■ **What you will do**
Whenever a line carries the word "output", pull it out of the entries.
*** Opening of Provided information ***
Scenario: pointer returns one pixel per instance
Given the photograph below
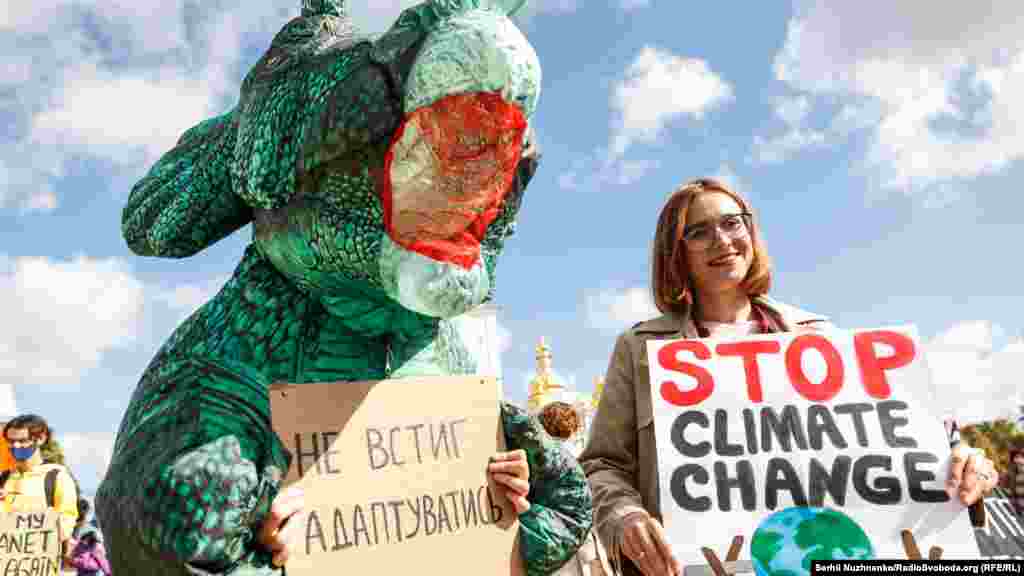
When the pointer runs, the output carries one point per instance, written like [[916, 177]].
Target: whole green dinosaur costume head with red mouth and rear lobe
*** Close of Provided information ***
*** Opening of Provided information ***
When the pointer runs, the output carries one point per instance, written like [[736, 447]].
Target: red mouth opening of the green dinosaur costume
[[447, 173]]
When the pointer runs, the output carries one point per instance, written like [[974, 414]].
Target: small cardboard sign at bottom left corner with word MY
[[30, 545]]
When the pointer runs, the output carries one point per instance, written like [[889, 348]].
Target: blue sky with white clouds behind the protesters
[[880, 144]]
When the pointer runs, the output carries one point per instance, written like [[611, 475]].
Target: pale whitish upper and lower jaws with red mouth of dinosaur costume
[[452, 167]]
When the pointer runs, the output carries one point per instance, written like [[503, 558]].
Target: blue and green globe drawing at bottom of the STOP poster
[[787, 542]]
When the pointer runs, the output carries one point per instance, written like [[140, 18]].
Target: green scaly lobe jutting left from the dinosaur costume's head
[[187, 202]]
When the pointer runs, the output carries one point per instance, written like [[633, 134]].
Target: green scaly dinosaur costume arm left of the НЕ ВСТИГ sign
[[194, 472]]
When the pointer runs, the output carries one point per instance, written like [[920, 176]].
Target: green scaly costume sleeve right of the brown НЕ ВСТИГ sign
*** Close of Provided information ***
■ **Answer to the exercise**
When the pointer runs, the output carries one point per instance, written like [[916, 177]].
When the pointer runs, the output carries one point per instance, written like [[736, 447]].
When the pointer runs, the output carries one point per instance, written like [[974, 414]].
When the pointer runs, the output carries one point per instance, written like [[889, 348]].
When the pointer runs, the output carries one point per instance, written like [[611, 475]].
When the pointer runs, the output carries one point per instance, written like [[503, 558]].
When the pointer runs, the output carries one point per instance, written like [[140, 18]].
When the pointer runs, the output carries one point per instance, written like [[633, 134]].
When the pointer runs, the output carries one point per instance, written like [[920, 176]].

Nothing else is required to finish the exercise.